Stored data entries
((
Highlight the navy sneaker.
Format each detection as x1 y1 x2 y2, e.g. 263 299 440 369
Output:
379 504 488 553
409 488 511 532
))
Work item: Begin with the line that contains "Format each detection" and quote each line after it exactly, stopping after the last line of the data.

Finished task:
Format each detection as x1 y1 x2 y2, e.g. 263 299 440 369
Output:
379 504 488 553
409 488 511 532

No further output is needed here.